# Information provided start

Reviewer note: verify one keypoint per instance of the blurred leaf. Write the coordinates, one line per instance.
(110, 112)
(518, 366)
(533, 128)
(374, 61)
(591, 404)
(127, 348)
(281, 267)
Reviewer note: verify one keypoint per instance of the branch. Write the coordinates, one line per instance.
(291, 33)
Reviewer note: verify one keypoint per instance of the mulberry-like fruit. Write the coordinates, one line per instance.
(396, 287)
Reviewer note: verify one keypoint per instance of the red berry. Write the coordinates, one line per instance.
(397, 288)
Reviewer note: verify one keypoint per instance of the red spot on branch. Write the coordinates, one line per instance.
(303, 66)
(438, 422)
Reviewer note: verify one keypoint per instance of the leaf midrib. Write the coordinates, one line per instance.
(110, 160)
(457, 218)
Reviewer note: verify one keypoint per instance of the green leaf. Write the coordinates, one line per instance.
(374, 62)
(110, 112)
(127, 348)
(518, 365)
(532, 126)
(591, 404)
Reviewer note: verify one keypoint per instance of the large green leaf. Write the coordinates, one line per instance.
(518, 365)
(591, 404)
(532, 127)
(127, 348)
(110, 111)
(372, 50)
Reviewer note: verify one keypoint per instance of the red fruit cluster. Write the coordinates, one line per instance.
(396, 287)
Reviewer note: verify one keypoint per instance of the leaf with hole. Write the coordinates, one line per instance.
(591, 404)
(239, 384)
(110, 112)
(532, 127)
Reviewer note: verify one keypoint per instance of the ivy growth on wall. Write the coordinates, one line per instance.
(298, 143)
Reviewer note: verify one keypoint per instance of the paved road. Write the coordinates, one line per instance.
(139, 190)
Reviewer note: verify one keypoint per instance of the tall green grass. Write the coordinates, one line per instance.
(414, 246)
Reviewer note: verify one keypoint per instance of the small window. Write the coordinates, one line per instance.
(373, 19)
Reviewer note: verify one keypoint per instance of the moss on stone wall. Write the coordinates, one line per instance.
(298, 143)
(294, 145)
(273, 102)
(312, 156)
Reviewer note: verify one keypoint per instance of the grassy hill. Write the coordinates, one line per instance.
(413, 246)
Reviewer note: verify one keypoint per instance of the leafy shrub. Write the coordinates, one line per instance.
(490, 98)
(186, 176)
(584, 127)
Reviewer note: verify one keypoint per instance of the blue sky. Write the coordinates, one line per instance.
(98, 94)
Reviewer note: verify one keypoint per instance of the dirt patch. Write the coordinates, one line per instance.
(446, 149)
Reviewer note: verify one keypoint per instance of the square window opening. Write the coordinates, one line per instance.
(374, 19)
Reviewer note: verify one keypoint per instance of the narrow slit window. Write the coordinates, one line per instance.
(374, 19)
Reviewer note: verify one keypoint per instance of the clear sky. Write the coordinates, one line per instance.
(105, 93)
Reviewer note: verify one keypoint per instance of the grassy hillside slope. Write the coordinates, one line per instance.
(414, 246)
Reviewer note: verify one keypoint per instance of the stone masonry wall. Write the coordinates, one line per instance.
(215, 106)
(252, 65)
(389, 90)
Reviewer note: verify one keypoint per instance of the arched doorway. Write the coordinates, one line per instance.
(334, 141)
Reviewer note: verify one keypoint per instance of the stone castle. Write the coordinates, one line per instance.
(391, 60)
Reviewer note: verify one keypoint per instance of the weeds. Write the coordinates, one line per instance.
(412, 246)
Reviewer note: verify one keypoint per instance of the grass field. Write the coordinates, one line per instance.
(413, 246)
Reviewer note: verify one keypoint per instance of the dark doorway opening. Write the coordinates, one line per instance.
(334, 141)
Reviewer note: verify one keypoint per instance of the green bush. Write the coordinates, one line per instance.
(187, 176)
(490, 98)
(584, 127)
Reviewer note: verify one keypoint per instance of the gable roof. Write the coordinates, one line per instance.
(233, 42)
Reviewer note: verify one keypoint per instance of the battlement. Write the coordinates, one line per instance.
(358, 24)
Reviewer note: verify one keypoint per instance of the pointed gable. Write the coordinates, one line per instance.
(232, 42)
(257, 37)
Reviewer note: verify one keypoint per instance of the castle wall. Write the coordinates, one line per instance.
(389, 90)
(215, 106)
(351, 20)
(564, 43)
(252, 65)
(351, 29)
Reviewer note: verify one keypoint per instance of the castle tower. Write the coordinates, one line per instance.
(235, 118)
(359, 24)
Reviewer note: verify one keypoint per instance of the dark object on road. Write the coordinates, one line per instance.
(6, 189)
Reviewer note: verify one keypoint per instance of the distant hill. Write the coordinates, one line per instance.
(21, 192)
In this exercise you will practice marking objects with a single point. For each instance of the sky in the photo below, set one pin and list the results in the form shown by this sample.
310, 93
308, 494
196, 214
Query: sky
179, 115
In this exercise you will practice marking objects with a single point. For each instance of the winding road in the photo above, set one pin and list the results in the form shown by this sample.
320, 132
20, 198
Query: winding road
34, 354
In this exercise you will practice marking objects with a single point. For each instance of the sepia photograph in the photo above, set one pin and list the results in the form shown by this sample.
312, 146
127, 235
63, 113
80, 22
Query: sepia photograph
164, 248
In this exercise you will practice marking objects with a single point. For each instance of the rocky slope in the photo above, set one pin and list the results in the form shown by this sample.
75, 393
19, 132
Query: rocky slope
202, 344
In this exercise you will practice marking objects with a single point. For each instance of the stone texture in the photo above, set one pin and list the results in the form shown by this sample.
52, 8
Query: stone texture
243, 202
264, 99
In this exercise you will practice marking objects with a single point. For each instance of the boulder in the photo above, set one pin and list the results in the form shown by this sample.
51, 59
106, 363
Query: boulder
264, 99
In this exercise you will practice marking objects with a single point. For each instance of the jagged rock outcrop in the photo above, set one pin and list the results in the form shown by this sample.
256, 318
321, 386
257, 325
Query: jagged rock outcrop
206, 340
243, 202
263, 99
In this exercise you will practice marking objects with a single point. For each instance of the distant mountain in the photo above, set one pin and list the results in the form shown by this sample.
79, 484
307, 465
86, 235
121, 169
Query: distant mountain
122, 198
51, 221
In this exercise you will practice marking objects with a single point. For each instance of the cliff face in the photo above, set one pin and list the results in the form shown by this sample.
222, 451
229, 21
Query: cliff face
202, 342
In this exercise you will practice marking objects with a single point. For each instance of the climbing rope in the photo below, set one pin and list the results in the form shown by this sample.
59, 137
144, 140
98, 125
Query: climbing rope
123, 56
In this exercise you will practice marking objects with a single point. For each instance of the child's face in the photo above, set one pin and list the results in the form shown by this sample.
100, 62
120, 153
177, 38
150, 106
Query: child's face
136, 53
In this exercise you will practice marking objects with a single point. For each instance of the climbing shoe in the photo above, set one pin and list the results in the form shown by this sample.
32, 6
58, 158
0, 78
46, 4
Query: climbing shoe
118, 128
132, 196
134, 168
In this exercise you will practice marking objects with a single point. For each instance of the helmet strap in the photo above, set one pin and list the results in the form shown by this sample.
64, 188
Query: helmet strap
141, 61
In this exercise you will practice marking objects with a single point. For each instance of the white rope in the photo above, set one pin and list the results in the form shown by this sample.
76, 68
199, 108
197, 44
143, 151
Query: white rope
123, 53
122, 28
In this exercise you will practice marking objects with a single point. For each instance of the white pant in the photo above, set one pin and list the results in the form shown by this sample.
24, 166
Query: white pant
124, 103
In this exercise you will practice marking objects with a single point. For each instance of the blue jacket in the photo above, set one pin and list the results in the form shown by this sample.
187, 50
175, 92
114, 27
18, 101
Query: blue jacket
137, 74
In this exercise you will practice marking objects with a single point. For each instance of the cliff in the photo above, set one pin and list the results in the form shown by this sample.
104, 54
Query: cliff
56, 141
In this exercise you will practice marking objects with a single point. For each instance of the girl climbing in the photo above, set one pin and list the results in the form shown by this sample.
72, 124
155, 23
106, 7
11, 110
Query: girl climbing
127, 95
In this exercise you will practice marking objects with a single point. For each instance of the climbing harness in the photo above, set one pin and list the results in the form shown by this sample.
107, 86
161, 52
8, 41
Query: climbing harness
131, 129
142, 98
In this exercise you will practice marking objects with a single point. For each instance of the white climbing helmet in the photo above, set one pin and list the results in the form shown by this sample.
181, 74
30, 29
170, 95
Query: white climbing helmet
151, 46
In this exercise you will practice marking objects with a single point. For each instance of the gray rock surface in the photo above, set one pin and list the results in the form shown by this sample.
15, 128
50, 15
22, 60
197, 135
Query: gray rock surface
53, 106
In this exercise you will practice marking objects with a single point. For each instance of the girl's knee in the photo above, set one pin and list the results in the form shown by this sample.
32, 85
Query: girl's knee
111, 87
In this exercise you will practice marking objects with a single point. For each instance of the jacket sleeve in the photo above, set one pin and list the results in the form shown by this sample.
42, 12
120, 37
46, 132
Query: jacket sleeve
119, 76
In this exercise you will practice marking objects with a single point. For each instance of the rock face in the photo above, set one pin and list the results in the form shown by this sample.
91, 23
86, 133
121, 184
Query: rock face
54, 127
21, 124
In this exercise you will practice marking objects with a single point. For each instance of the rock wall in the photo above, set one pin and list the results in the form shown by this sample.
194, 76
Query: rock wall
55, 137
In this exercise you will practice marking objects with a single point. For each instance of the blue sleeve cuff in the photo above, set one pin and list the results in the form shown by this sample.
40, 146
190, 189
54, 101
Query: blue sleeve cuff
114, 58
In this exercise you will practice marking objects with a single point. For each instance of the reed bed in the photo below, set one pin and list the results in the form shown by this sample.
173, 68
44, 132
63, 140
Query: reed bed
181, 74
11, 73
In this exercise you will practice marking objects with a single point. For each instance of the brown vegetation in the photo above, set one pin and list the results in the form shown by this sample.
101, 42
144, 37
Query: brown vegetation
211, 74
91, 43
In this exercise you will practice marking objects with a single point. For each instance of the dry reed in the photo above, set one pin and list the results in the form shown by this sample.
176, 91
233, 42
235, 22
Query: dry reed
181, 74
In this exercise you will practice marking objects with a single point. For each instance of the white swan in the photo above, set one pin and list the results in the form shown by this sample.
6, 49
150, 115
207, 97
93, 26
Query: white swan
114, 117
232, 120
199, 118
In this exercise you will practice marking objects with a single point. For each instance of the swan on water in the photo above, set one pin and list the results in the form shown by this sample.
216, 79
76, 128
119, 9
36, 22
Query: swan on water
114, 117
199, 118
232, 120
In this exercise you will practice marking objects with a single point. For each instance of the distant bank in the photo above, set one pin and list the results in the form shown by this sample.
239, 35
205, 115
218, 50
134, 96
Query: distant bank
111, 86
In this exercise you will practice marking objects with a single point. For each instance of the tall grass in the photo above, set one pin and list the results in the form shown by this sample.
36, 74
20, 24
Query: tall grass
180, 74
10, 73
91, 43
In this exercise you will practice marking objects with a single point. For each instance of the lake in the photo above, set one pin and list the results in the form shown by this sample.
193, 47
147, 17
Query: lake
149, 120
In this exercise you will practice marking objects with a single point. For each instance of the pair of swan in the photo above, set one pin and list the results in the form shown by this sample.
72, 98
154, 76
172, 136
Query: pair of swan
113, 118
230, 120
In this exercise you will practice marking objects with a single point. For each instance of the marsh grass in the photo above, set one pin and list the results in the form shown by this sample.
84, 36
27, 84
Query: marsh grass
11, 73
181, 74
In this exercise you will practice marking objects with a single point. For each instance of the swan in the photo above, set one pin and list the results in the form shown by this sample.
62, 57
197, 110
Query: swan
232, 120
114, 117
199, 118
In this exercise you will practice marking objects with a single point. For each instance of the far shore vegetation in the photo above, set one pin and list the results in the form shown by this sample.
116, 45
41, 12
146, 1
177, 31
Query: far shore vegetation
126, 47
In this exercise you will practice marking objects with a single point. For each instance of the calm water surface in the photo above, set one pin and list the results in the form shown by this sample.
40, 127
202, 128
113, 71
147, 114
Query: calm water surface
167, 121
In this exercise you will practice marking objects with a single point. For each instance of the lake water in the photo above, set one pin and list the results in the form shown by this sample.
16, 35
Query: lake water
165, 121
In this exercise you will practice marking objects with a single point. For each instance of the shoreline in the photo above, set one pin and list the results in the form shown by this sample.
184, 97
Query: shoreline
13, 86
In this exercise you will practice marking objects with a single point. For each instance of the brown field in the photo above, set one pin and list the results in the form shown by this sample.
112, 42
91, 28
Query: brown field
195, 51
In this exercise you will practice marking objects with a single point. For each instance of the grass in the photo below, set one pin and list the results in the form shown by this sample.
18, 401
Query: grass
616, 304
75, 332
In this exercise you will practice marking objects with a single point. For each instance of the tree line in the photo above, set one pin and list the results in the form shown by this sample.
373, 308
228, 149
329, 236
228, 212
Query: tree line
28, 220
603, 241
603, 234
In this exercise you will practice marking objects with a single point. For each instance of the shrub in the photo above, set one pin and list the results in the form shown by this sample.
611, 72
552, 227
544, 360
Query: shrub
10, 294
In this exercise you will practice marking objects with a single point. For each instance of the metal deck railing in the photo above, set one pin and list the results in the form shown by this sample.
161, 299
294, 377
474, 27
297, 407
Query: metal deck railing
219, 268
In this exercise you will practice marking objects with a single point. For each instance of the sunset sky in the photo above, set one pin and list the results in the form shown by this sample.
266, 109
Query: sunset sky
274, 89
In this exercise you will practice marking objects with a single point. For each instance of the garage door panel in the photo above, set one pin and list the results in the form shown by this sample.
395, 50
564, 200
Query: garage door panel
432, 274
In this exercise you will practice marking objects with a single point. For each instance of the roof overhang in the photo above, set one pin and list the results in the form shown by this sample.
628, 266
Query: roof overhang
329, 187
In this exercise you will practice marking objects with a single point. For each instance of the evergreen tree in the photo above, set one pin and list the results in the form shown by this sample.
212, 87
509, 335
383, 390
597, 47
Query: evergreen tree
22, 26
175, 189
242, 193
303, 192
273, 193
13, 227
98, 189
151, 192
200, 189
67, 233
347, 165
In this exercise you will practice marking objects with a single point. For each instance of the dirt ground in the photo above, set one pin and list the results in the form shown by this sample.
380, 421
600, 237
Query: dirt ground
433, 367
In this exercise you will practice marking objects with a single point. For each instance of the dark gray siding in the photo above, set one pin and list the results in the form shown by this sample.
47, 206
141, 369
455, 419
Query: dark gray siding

# Information provided end

◆ Written request
Copy out exactly the lines from the line with "of the evergreen" to the end of the listing, including both of those lines, and give nothing else.

◆ Written reply
In this exercise you will practice marking objects with a single point. For each instance of the evergreen tree in the photo above, set one pin and list the results in the form shown by this sample.
212, 87
509, 335
383, 390
597, 47
Query: evergreen tree
22, 26
175, 189
242, 193
303, 192
273, 193
13, 227
98, 189
151, 192
200, 189
67, 233
347, 165
In this exercise you will practice marking objects with a single point. For each instance of the dirt ground in the photo above, set one pin and list the results in the form shown by this sample.
380, 421
600, 237
Query: dirt ground
433, 367
In this exercise you will practice marking objects with a single point. For each instance of the dark gray siding in the photo above, set one pin and list the results in the form shown by this sample.
47, 206
141, 369
455, 419
Query: dark gray siding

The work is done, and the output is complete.